* [Exercise details]:
All of the data is to be set down again without any alteration.

* [Working data]:
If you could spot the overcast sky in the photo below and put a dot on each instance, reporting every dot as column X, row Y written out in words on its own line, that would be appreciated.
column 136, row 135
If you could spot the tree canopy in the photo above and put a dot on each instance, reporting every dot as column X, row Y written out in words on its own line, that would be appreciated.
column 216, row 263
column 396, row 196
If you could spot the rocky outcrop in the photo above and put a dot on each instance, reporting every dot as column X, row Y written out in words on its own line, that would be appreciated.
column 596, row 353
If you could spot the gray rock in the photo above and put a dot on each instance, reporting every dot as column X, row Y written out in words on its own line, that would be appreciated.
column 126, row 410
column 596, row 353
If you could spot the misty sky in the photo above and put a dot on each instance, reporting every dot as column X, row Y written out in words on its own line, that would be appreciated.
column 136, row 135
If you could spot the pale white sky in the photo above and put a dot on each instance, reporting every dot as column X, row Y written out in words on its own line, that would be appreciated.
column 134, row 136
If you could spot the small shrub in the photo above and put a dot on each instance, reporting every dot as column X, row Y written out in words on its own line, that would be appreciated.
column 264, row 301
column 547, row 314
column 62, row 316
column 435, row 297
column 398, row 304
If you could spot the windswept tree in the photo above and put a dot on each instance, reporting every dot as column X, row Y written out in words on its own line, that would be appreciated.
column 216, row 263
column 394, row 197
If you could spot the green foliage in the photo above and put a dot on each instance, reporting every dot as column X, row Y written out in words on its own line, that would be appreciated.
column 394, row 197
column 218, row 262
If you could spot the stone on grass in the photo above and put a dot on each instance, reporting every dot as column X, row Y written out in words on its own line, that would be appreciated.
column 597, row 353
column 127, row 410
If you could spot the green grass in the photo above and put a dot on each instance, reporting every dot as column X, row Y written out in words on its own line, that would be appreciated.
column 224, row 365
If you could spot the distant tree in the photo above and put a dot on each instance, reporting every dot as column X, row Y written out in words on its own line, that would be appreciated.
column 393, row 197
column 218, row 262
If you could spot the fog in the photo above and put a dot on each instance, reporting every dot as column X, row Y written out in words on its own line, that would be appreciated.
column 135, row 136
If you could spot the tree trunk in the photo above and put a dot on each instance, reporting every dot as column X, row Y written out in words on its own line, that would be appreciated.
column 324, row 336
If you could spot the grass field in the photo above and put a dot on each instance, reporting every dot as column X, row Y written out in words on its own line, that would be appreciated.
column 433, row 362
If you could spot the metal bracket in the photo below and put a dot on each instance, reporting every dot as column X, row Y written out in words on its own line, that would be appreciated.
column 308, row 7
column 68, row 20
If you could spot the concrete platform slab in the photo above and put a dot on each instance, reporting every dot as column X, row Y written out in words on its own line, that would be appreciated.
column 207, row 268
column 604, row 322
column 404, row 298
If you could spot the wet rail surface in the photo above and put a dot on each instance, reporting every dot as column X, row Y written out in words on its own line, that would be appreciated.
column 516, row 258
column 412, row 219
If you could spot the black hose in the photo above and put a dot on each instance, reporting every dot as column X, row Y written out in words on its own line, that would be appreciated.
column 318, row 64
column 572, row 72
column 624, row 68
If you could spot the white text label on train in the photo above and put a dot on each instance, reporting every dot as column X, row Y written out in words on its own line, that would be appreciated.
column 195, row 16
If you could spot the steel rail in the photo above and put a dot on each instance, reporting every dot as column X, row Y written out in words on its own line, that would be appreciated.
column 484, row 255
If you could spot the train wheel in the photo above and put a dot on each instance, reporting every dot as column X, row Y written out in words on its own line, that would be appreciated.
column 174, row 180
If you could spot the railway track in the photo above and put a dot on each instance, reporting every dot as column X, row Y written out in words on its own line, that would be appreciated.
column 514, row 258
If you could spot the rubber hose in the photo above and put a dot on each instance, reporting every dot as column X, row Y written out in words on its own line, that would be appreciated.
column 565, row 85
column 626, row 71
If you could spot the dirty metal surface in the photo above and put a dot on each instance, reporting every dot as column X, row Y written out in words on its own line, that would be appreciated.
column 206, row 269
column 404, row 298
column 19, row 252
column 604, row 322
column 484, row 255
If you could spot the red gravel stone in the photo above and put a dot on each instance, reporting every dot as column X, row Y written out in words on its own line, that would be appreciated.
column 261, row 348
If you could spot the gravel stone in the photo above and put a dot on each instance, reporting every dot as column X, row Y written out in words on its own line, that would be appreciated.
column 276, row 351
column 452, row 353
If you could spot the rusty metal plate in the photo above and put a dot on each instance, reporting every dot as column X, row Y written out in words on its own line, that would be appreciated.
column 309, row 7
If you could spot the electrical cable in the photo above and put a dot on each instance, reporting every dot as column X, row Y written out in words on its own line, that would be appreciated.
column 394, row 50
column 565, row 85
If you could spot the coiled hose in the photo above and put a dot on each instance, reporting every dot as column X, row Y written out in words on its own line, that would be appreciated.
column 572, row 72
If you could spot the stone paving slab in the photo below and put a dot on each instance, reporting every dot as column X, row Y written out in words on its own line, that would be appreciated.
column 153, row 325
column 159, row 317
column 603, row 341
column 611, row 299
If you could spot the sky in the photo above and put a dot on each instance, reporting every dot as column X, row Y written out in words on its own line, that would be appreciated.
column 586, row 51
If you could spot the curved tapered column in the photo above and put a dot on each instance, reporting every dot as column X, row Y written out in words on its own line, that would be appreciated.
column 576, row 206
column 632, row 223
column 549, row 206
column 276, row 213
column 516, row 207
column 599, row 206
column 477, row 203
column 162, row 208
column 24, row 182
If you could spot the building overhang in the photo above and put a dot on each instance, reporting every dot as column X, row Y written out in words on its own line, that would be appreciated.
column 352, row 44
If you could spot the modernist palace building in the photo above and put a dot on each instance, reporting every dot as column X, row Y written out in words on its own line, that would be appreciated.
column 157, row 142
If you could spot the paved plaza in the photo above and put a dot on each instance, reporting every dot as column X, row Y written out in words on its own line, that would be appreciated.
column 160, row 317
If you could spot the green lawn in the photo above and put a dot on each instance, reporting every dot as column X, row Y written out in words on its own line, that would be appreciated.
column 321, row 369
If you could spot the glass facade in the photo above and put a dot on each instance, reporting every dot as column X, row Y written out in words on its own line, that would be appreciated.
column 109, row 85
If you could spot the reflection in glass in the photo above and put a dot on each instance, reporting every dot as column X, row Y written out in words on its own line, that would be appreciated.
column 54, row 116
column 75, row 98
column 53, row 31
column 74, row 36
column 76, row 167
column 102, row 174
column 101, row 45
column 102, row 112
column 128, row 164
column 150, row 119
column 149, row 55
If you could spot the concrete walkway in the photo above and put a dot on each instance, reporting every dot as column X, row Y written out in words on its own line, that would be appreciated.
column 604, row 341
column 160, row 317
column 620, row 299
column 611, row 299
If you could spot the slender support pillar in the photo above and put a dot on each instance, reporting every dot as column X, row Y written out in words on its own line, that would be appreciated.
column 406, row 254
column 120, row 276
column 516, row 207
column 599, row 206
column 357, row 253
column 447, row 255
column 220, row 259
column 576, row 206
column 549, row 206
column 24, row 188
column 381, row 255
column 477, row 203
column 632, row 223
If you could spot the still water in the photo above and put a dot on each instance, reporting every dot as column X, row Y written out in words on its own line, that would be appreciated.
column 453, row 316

* [Your solution]:
If you could spot the overcast sky in the photo below and put a dot on each instance, reporting every dot as column X, row Y written out in words on its own line, that would be appreciated.
column 136, row 135
If you could spot the tree canopy in the photo above and put a dot on each instance, reporting every dot as column X, row Y written out in words on its own line, that would be appreciated.
column 216, row 263
column 396, row 196
If you could spot the rocky outcrop in the photo above and put a dot on each instance, reporting every dot as column X, row Y written out in words on its own line, that would be appreciated.
column 596, row 353
If you could spot the gray rock in the photo above and put a dot on each instance, reporting every dot as column X, row Y written out in words on its own line, that would be appreciated.
column 126, row 410
column 596, row 353
If you could spot the misty sky in the photo above and put a dot on each instance, reporting every dot as column X, row Y written out in words on its own line, that would be appreciated.
column 136, row 135
If you could spot the pale white sky in the photo above and put a dot on each instance, reporting every dot as column X, row Y written out in words on its own line, that would be appreciated.
column 134, row 136
If you could spot the small shrub in the photo above and put a dot on each instance, reporting every dot as column X, row Y written out in words on its own line, that would be appreciated.
column 264, row 301
column 547, row 314
column 62, row 316
column 435, row 297
column 398, row 304
If you could spot the windswept tree in the photo above and put a dot on each instance, reporting every dot as column X, row Y written out in words on its own line, that would be appreciated.
column 216, row 263
column 394, row 197
If you could spot the green foliage in the photo above and put a dot on each instance, reporting every dot as column X, row Y written out in words on its own line, that would be appreciated.
column 394, row 197
column 218, row 262
If you could spot the stone on grass in the photo above and put a dot on each instance, reporting every dot as column X, row Y written out in words on its own line, that would be appreciated.
column 597, row 353
column 127, row 410
If you could spot the green grass in the photo above and put a dot on each instance, reporting every dot as column X, row Y written out in words on its own line, that would be appreciated.
column 224, row 365
If you could spot the distant tree in the photo above and put a dot on each instance, reporting every dot as column X, row Y written out in words on its own line, that would be appreciated.
column 393, row 197
column 218, row 262
If you could spot the fog in the photo above and put a dot on each instance, reporting every dot as column X, row Y written out in words on its own line, that would be appreciated.
column 135, row 136
If you could spot the tree trunk in the photo above and put a dot on each instance, reporting every dot as column X, row Y written out in words on its own line, that would be appreciated.
column 324, row 336
If you could spot the grass field in the photo above and put a dot on each instance, reporting every dot as column X, row Y written out in words on its own line, that would be appreciated.
column 433, row 362
If you could spot the metal bracket in the photo below and put a dot on each instance, reporting every dot as column X, row Y written out in words on its own line, that would be appreciated.
column 308, row 7
column 68, row 20
If you could spot the concrete platform slab in the photo above and put a dot on each instance, reporting every dot as column X, row Y written out in words on its own line, that would be appreciated.
column 207, row 268
column 604, row 322
column 404, row 298
If you could spot the wet rail surface in the photo above and put a dot on each instance, reporting every dot as column X, row Y written out in words on its own line, that would be appreciated.
column 516, row 258
column 412, row 219
If you could spot the black hose in the photo above and put a dot on each instance, reporting every dot as column X, row Y written out in words on its own line, that would be appreciated.
column 318, row 64
column 572, row 72
column 624, row 68
If you could spot the white text label on train in the photo above and put a dot on each instance, reporting every dot as column X, row Y written out in words on its own line, that would be appreciated.
column 195, row 16
If you could spot the steel rail in the photo above and put a dot on each instance, reporting every dot as column X, row Y written out in words on its own line, that would be appreciated.
column 484, row 255
If you could spot the train wheel in the photo above and put a dot on each instance, reporting every dot as column X, row Y written out in words on its own line, that would be appreciated.
column 174, row 180
If you could spot the railway track in the photo above and put a dot on each instance, reporting every dot as column X, row Y written out in words on its own line, that would be appreciated.
column 514, row 258
If you could spot the rubber hose in the photo above and put a dot on each instance, reporting every dot as column X, row Y written out in words on its own line, that would be appreciated.
column 565, row 85
column 626, row 71
If you could spot the dirty metal surface in the photo above and put a dot on each instance, reporting every dot as column X, row Y written out in words on its own line, that would be appreciated.
column 206, row 269
column 404, row 298
column 19, row 252
column 604, row 322
column 484, row 255
If you could spot the red gravel stone in the photo above and put a dot on each instance, reporting every dot as column X, row Y written out in words on its own line, that would be appreciated.
column 261, row 348
If you could spot the gravel stone in the photo above and put a dot on each instance, reporting every dot as column X, row Y written out in words on its own line, that would be appreciated.
column 276, row 351
column 452, row 353
If you could spot the rusty metal plate in the photo above and put a dot on each instance, reporting every dot as column X, row Y written out in words on its own line, that would be appreciated.
column 309, row 7
If you could spot the electrical cable in the photo above and put a dot on each instance, reporting every dot as column X, row Y written out in words on its own line, that would be appreciated.
column 394, row 50
column 565, row 85
If you could spot the coiled hose in the photo above and put a dot on each instance, reporting every dot as column X, row Y written out in words on its own line, that would be appreciated.
column 572, row 72
If you could spot the stone paving slab in the photo below and put a dot on each instance, reporting every dot as column X, row Y written out in words on its own line, that would be appreciated.
column 153, row 325
column 159, row 317
column 603, row 341
column 611, row 299
If you could spot the sky in the photo above and put a dot on each instance, reporting every dot as column X, row Y written out in words on its own line, that would be appreciated.
column 586, row 51
If you could spot the curved tapered column in the photo above and put a dot on each instance, reporting every dot as column X, row Y written out in words on its own line, that would be appreciated.
column 576, row 206
column 632, row 223
column 549, row 206
column 276, row 213
column 516, row 207
column 599, row 206
column 477, row 203
column 162, row 208
column 24, row 182
If you could spot the building overhang in the photo above and put a dot on each instance, reporting every dot as column X, row Y written out in words on its own line, that would be appreciated.
column 352, row 44
If you could spot the modernist palace building in the photo above and put a dot on each instance, reporting every dot as column X, row Y written out in words on its own line, that would be appreciated.
column 157, row 142
If you could spot the paved plaza in the photo above and put a dot on each instance, reporting every dot as column X, row Y written out in words on its own line, that would be appreciated.
column 160, row 317
If you could spot the green lawn in the photo above and put a dot on each instance, reporting every dot as column X, row Y written out in words on its own line, that would be appreciated.
column 321, row 369
If you could spot the glass facade in the photo above and put a dot on each instance, reporting every dot as column X, row Y written out in words on its own line, that would be appreciated.
column 109, row 85
If you could spot the reflection in glass in the photo above and put a dot on each instance, reporting every dot as column X, row Y written out in words on its own line, that would be appreciated.
column 54, row 116
column 75, row 98
column 53, row 31
column 74, row 36
column 76, row 167
column 102, row 174
column 101, row 45
column 102, row 112
column 128, row 164
column 150, row 119
column 149, row 55
If you could spot the concrete walkway in the photo above and put a dot on each instance, reporting every dot as column X, row Y written out in words on its own line, that would be appreciated.
column 604, row 341
column 160, row 317
column 620, row 299
column 611, row 299
If you could spot the slender support pillar in the photo above and put a dot on each instance, reporting every dot as column X, row Y written out in words on its own line, that would be appreciated.
column 406, row 254
column 120, row 276
column 516, row 207
column 599, row 206
column 357, row 253
column 447, row 255
column 220, row 259
column 576, row 206
column 549, row 206
column 24, row 188
column 381, row 255
column 477, row 203
column 632, row 223
If you could spot the still water in the photo above and put a dot on each instance, reporting every dot as column X, row Y written out in words on its own line, that would be appreciated.
column 453, row 316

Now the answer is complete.